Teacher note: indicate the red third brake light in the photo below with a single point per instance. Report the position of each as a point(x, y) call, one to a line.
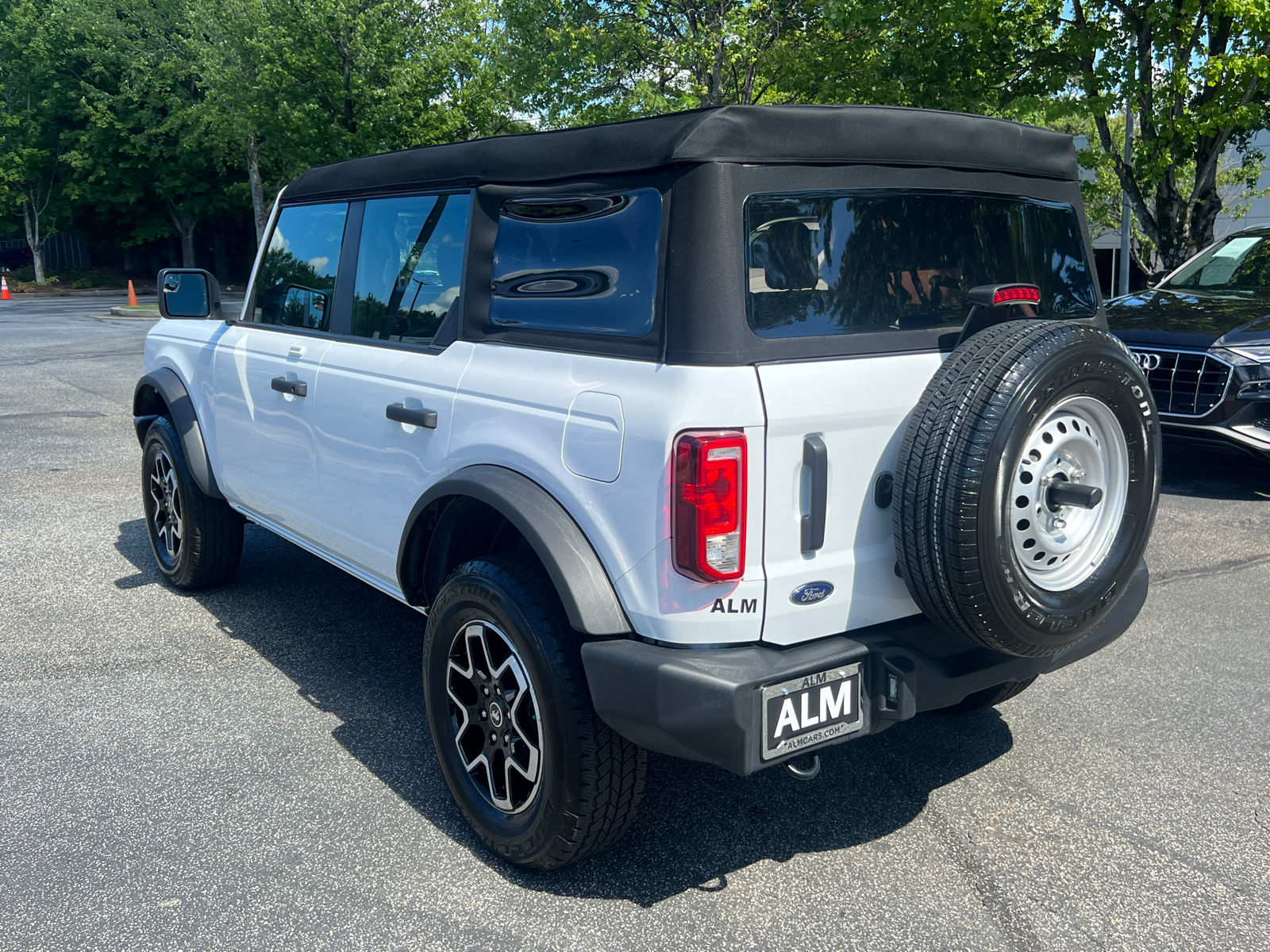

--

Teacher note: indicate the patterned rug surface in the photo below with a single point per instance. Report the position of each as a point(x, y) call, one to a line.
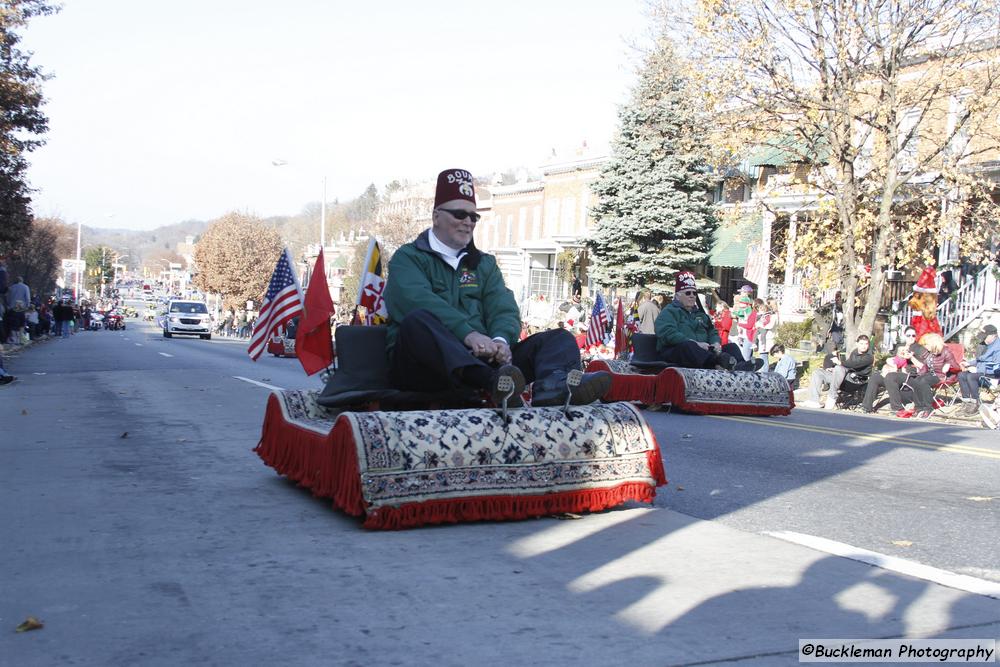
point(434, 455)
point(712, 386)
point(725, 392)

(WHAT IS NEEDED) Rewrite the stretch from "Teacher note: indicate the patterned" through "point(725, 392)", changing "rug" to "carpet" and keeping everything else the same. Leave the pictures out of your answer.

(SOLUTION)
Teacher note: indicate the patterned carpet surface in the photo below with a single point per instance. Report the position of each as a point(x, y) call, one to a line.
point(434, 455)
point(712, 386)
point(725, 392)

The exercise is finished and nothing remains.